What this task involves ▸
Make a tally of the lines in the records that include the string "cutlery", and give only that number.

Extracted material ▸

--- START ---

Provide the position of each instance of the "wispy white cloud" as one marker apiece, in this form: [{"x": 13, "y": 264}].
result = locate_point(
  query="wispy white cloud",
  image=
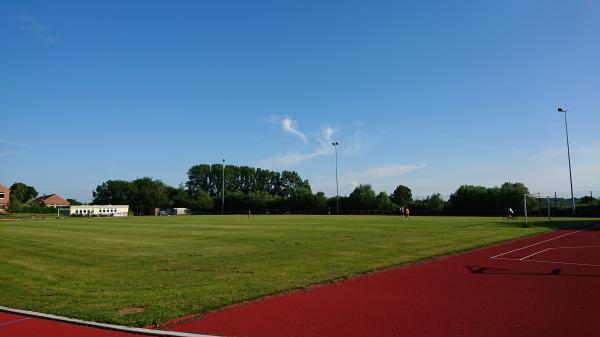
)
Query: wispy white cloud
[
  {"x": 591, "y": 150},
  {"x": 290, "y": 126},
  {"x": 9, "y": 147},
  {"x": 29, "y": 24},
  {"x": 12, "y": 143},
  {"x": 294, "y": 157},
  {"x": 323, "y": 142},
  {"x": 384, "y": 171},
  {"x": 382, "y": 178}
]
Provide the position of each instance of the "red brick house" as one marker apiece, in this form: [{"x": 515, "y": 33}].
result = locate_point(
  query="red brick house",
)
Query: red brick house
[
  {"x": 52, "y": 200},
  {"x": 4, "y": 197}
]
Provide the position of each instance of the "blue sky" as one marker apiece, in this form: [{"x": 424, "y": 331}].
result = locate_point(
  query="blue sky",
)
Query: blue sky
[{"x": 429, "y": 94}]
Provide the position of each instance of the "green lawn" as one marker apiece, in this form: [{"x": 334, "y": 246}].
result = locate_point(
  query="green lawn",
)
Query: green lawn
[{"x": 174, "y": 266}]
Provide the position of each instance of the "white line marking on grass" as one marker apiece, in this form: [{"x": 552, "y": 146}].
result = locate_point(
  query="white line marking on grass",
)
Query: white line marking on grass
[
  {"x": 142, "y": 331},
  {"x": 15, "y": 321},
  {"x": 535, "y": 244}
]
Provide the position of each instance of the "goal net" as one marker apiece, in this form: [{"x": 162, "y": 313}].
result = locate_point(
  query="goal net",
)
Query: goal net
[{"x": 534, "y": 196}]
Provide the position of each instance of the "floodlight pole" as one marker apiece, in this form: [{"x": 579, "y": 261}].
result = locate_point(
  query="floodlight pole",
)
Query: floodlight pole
[
  {"x": 569, "y": 156},
  {"x": 525, "y": 208},
  {"x": 337, "y": 191},
  {"x": 223, "y": 190}
]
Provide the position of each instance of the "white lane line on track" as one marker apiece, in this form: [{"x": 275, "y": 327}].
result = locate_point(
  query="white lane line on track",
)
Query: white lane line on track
[
  {"x": 15, "y": 321},
  {"x": 570, "y": 263},
  {"x": 535, "y": 244},
  {"x": 541, "y": 251}
]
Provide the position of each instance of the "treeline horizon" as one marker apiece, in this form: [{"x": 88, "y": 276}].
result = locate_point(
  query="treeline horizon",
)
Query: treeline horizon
[
  {"x": 261, "y": 190},
  {"x": 257, "y": 189}
]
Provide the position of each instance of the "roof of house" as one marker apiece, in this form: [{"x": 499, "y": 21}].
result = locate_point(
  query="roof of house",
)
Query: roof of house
[{"x": 51, "y": 199}]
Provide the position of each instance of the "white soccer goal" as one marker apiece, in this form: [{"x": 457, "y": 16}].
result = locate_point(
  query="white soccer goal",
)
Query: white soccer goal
[
  {"x": 536, "y": 195},
  {"x": 62, "y": 212}
]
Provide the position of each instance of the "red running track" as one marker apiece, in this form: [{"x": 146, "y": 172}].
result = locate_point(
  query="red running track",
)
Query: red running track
[{"x": 547, "y": 285}]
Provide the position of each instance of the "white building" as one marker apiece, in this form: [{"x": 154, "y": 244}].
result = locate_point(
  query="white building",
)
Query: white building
[{"x": 99, "y": 210}]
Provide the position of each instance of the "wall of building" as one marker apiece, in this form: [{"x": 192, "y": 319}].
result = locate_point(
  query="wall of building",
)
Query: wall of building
[
  {"x": 4, "y": 197},
  {"x": 99, "y": 210}
]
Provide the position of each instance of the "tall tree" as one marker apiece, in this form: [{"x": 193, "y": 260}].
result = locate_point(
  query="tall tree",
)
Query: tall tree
[
  {"x": 401, "y": 196},
  {"x": 363, "y": 197},
  {"x": 113, "y": 192},
  {"x": 22, "y": 192},
  {"x": 383, "y": 202}
]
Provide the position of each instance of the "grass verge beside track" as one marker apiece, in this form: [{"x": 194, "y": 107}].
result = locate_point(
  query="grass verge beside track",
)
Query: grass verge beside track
[{"x": 146, "y": 270}]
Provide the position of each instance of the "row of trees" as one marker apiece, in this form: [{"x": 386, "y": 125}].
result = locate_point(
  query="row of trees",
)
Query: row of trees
[{"x": 248, "y": 188}]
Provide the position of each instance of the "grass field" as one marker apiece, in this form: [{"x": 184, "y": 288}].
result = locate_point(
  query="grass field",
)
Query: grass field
[{"x": 175, "y": 266}]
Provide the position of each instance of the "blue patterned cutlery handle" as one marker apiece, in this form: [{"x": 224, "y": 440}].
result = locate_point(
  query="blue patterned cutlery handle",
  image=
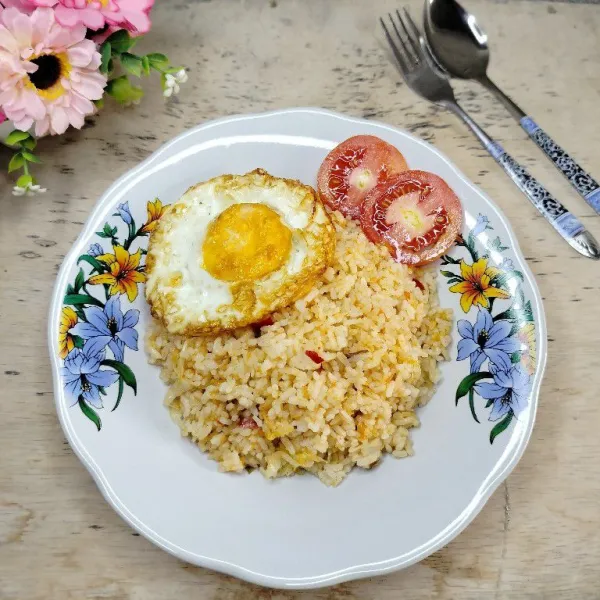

--- END ---

Solution for this task ▸
2